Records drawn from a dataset
'''
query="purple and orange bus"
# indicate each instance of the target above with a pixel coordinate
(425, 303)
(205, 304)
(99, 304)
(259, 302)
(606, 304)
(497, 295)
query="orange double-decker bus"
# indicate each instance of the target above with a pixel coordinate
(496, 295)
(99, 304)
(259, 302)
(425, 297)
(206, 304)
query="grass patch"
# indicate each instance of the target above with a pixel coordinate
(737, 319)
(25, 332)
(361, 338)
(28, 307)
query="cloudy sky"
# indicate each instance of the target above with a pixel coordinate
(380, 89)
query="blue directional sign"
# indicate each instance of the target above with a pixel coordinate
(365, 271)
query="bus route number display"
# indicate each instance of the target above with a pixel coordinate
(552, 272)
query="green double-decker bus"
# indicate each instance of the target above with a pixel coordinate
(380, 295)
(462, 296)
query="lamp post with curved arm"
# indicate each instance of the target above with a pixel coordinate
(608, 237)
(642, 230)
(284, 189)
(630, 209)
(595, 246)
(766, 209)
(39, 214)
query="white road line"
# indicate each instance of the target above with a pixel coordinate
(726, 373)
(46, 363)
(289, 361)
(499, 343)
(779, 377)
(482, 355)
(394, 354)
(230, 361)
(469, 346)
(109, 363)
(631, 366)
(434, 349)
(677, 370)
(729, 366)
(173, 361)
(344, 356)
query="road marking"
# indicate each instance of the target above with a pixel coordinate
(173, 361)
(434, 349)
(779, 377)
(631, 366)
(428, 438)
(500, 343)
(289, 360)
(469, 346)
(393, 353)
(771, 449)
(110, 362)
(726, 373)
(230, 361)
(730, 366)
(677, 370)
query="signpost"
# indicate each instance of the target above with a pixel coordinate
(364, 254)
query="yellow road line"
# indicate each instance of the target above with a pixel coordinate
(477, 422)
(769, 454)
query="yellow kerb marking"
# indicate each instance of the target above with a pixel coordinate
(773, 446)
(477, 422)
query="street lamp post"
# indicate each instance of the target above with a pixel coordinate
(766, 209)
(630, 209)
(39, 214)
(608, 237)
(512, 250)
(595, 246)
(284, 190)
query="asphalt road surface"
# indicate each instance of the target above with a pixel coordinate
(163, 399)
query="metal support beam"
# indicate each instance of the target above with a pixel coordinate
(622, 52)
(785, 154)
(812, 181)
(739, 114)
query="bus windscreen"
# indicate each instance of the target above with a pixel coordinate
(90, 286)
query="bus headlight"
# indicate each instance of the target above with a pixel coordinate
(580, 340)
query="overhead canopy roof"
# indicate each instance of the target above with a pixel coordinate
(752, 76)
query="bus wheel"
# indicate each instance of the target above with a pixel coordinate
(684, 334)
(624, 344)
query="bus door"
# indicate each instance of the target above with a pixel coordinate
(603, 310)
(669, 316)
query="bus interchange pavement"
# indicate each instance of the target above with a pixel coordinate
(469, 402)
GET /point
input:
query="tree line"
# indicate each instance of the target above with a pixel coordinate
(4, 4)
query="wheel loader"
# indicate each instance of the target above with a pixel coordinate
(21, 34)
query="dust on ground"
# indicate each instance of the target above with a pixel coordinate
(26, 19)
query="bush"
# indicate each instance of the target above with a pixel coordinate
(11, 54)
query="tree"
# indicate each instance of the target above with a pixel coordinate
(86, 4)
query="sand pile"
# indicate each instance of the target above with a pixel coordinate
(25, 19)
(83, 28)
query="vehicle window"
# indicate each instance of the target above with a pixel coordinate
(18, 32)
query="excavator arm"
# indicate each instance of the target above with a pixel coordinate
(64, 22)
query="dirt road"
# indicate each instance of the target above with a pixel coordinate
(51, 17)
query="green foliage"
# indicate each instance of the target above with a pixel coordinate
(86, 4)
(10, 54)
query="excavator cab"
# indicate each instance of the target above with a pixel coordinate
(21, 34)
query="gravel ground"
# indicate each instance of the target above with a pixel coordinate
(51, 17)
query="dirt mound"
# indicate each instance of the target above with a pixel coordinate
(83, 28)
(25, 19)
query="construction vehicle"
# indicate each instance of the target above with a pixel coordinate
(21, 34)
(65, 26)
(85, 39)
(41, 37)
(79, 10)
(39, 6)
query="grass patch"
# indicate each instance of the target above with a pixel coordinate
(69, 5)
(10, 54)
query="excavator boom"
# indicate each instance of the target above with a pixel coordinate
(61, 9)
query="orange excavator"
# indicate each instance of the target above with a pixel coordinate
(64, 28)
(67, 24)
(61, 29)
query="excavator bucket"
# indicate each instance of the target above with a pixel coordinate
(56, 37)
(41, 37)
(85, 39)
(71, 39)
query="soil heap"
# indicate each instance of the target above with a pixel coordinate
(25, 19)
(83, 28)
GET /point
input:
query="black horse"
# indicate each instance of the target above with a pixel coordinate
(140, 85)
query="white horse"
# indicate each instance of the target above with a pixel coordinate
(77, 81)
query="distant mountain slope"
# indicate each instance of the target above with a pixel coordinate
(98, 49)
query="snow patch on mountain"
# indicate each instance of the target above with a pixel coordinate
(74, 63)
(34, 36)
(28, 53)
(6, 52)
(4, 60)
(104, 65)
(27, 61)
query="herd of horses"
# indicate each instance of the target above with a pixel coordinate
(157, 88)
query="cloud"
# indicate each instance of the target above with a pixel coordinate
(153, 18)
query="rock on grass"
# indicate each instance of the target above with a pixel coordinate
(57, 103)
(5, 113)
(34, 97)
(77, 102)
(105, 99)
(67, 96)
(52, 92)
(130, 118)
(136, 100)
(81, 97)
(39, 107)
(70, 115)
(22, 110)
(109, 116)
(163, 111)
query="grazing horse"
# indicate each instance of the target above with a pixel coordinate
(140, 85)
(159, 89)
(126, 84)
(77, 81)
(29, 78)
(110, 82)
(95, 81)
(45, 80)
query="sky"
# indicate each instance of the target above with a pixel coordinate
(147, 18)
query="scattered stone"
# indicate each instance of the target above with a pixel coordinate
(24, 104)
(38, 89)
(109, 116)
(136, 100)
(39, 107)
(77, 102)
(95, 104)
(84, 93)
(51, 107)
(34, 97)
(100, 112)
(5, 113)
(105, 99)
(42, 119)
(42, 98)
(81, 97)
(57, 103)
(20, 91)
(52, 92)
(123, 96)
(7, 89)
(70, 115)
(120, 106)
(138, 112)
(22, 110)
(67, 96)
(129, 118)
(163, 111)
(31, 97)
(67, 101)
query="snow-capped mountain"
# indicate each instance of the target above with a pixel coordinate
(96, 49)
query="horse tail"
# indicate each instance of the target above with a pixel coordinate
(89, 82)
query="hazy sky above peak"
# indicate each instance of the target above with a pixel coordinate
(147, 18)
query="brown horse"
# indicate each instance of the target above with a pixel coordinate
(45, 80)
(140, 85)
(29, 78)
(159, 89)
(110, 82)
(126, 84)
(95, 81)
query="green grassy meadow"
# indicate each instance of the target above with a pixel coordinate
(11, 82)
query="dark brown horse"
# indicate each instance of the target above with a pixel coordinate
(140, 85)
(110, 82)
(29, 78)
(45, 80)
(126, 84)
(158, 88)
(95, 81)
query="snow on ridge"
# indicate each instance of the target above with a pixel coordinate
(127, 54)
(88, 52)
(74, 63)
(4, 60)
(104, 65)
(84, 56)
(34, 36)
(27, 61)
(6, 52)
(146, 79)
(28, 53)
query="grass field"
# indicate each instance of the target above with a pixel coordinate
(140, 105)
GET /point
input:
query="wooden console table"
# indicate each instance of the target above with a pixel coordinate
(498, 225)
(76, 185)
'''
'''
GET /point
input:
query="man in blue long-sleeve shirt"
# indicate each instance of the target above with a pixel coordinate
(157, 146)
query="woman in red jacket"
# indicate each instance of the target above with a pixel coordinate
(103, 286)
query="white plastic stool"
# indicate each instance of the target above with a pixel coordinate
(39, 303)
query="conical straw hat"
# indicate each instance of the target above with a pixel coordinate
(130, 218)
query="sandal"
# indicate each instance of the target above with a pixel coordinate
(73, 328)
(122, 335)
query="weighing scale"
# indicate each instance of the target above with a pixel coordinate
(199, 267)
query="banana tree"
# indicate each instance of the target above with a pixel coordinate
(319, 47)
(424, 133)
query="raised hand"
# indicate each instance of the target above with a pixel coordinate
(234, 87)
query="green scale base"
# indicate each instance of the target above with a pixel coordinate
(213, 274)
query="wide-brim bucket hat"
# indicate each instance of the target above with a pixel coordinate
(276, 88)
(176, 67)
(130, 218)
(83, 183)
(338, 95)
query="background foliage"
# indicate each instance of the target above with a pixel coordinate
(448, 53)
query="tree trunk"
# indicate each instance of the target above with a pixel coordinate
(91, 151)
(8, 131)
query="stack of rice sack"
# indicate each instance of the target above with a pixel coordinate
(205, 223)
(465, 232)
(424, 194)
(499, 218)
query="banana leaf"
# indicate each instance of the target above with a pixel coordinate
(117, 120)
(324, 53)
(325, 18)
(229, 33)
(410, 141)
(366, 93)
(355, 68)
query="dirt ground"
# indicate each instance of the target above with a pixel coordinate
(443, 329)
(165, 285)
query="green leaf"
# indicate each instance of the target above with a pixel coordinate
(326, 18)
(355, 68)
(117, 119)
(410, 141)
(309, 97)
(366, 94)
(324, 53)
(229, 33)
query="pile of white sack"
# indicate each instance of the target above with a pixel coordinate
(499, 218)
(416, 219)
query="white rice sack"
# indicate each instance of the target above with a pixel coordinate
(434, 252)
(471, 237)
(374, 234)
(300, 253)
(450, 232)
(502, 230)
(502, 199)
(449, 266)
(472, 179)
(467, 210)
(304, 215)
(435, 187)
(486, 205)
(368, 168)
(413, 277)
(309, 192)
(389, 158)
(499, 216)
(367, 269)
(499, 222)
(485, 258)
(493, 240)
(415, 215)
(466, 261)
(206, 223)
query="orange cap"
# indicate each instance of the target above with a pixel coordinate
'''
Task description. Each line in the data where the string "foliage" occurs should be identified and copied.

Task result.
query="green foliage"
query="background foliage"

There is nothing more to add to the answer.